Fonte –

1.1.Il motivo è fondato.

1.2. Invero, deve evidenziarsi che il contribuente, ora deceduto, è un “vecchio iscritto” al fondo, quindi prima del 1993, ed ha conseguito la liquidazione della prestazione entro l’anno 2000, sicché non può applicarsi la normativa successiva al 1 gennaio 2001.

1.3. Occorre, dunque, anzitutto rammentare che, a decorrere dal 1 gennaio 1986 (in base al CCNL del 16 maggio 1985, art. 12, comma 4, recepito dall’Enel), venne prevista a favore dei dirigenti Enel la stipula di un’assicurazione sulla vita con la previsione contrattuale dell’erogazione di una prestazione al momento del collocamento a riposo.

Successivamente, sempre nel 1986 ((OMISSIS)), a seguito di apposita richiesta delle rappresentanze sindacali dei dirigenti, tale previsione venne modificata con l’accordo tra l’Enel e la Federazione nazionale dirigenti di aziende industriali (Fndai), in virtù del quale venne sostituito il trattamento assicurativo di cui sopra con un rapporto di previdenza pensionistica integrativa (c.d. P.I.A., ovvero Previdenza Integrativa Aziendale) con prestazioni da erogare in forma di trattamento periodico (ciò peraltro con efficacia retroattiva al 1 gennaio 1986, da ciò potendosi desumere che la disposizione che prevedeva la stipula di polizze vita di fatto non venne mai applicata).

Al CCNL del 16 maggio 1985, art. 4, si prevede che “a partire dal 1 gennaio 1986 verrà corrisposta agli aventi diritto una prestazione pensionistica di valore pari al 70% della differenza intercorrente tra la retribuzione individuale quale definita nel comma successivo e il valore annuo massimo della pensione erogabile dal sistema previdenziale obbligatorio di appartenenza del dirigente”. Tale forma di previdenza venne però dismessa nel 1998 e i fondi accumulati trasferiti a (OMISSIS), Fondo di Previdenza integrativa esterno, chiamato a gestire una forma di previdenza complementare a capitalizzazione individuale, con diritto degli aderenti alla liquidazione dell’intero capitale in luogo della rendita vitalizia.

1.4. Questa Corte, a sezioni unite (22 giugno 2011, n. 13642), ha poi ritenuto che, in tema di fondi previdenziali integrativi, le prestazioni erogate in forma di capitale ad un soggetto che risulti iscritto, in epoca antecedente all’entrata in vigore del D.Lgs. 21 aprile 1993, n. 124, ad un fondo di previdenza complementare aziendale a capitalizzazione di versamenti e a causa previdenziale prevalente, sono soggette al seguente trattamento tributario: a) per gli importi maturati fino al 31 dicembre 2000, la prestazione è assoggettata al regime di tassazione separata di cui al D.P.R. 22 dicembre 1986, n. 917, art. 16, comma 1, lett. a), e art. 17, solo per quanto riguarda la “sorte capitale”, corrispondente all’attribuzione patrimoniale conseguente alla cessazione del rapporto di lavoro, mentre alle somme provenienti dalla liquidazione del cd. rendimento si applica la ritenuta del 12,50%, prevista dalla L. 26 settembre 1985, n. 482, art. 6; b) per gli importi maturati a decorrere dal 1 gennaio 2001 si applica interamente il regime di tassazione separata di cui al citato D.P.R. n. 917, art. 16, comma 1, lett. a) e art. 17.

Esercizio breve 1 –
Risponda alle seguenti domande in base al testo sulla previdenza integrativa dei dirigenti Enel:
(a) Da quale data venne prevista a favore dei dirigenti Enel la stipula di un'assicurazione sulla vita?
(b) In quale anno venne dismessa la forma di previdenza pensionistica integrativa aziendale?
(c) Quale ritenuta si applica alle somme provenienti dalla liquidazione del rendimento per gli importi maturati fino al 31 dicembre 2000?
Esercizio breve 2 –
Traduca in inglese la seguente frase tratta dal testo sulla previdenza integrativa dei dirigenti Enel: "Invero, deve evidenziarsi che il contribuente, ora deceduto, è un “vecchio iscritto” al fondo, quindi prima del 1993, ed ha conseguito la liquidazione della prestazione entro l’anno 2000, sicché non può applicarsi la normativa successiva al 1 gennaio 2001."
Esercizio breve 3 –
Prosegua il testo sulla previdenza integrativa dei dirigenti Enel con un nuovo paragrafo successivo alla sua ultima frase.

Elenco –
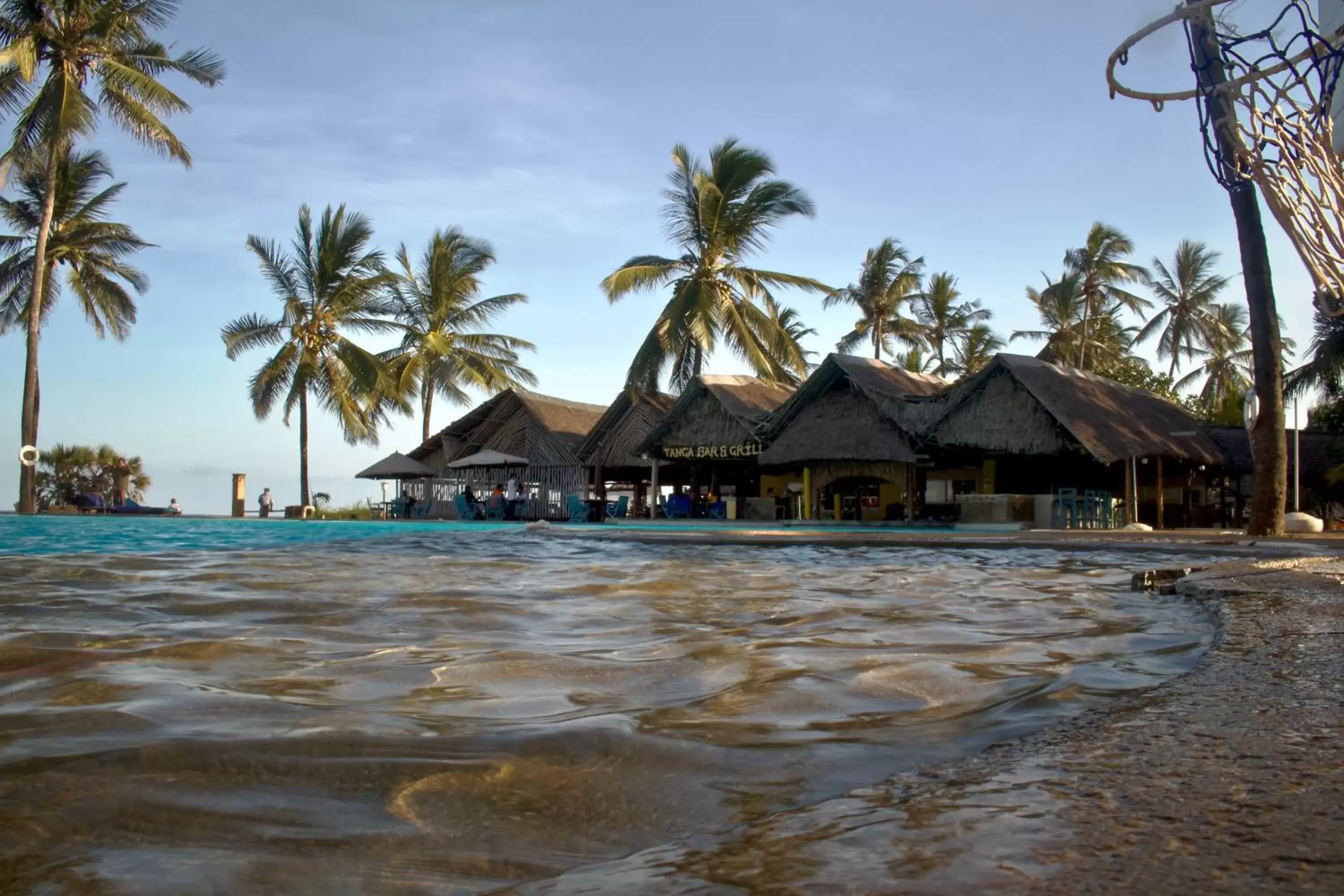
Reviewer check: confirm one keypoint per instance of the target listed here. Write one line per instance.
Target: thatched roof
(1320, 450)
(1025, 406)
(851, 409)
(547, 431)
(616, 439)
(721, 409)
(746, 398)
(396, 466)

Risposta scritta 1 –
(a) Dal 1 gennaio 1986.
(b) Nel 1998.
(c) La ritenuta del 12,50%.

Risposta scritta 2 –
Indeed, it must be pointed out that the taxpayer, now deceased, is an "old member" of the fund, thus from before 1993, and obtained the payment of the benefit by the year 2000, so that the rules in force after January 1, 2001 cannot apply.

Risposta scritta 3 –
Il trattamento tributario dei “vecchi” iscritti, quindi prima del 21 aprile 1993, dipende dalla “composizione strutturale delle prestazioni”, che sono appunto composte da una “sorte capitale’; costituita dagli accantonamenti imputabili ai contributi versati dal datore di lavoro (e in notevole misura dal lavoratore) e da un “rendimento netto”, imputabile alla gestione sul mercato da parte del Fondo del capitale accantonato.

1.5. Sul punto la successiva giurisprudenza di questa Corte (Cass., 26 aprile 2017 n. 10285 e Cass., 18 ottobre 2017, n. 24525; Cass., 7 marzo 2018, n. 5436; Cass., 4941/2018) si è già attestata, con numerosi arresti, di gran lunga prevalenti su quelli di segno diverso, su una lettura del principio affermato dalle Sezioni Unite secondo la quale il predetto più favorevole criterio impositivo può trovare applicazione limitatamente alle somme rivenienti dall’effettivo investimento, da parte del fondo, sul mercato finanziario (o comunque di riferimento), del capitale accantonato e che ne costituiscono il rendimento.

Pertanto, l’applicazione del più favorevole meccanismo impositivo di cui alla L. n. 482 del 1985, art. 6 (con aliquota del 12,5%), si giustifica in ragione della “equiparazione” tra i capitali corrisposti in dipendenza di contratti di assicurazione sulla vita e (quelli corrisposti in dipendenza di contratti) di capitalizzazione posta dall’art. 41 t.u.i.r., (ora art. 44), comma 1, lett. g-quater), e art. 42 t.u.i.r., (ora art. 45), comma 4, con applicazione analogica dell’art. 6 suddetto ai capitali corrisposti in dipendenza di contratti di capitalizzazione.

Solo se e in quanto, dunque, nei capitali corrisposti possano identificarsi “redditi di capitali derivanti da contratti di capitalizzazione” può giustificarsi l’applicazione del meccanismo impositivo di cui alla L. n. 482 del 1985, art. 6, senza possibilità di operare alcuna distinzione tra (OMISSIS) e (OMISSIS).

1.6. Resta dunque confermato che sono tassabili con l’aliquota del 12,5% ai sensi della L. n. 482 del 1985, art. 6, i capitali maturati anteriormente al i gennaio 2001 dai soggetti iscritti al fondo di previdenza integrativa di che trattasi (P.I.A., poi (OMISSIS)) prima dell’entrata in vigore del D.Lgs. n. 124 del 1993, limitatamente a quella parte di essi costituita dal “rendimento netto”, derivante dalla gestione sul mercato da parte del fondo del capitale accantonato, con la realizzazione di un rendimento.

1.7. Ai fini della applicazione dell’aliquota del 12,50%, ai sensi della L. n. 482 del 1985, art. 6, deve farsi riferimento alle somme liquidate per il “rendimento”; sicché, il contribuente deve dare la prova che parte del capitale accantonato è stato investito nel “mercato di riferimento”.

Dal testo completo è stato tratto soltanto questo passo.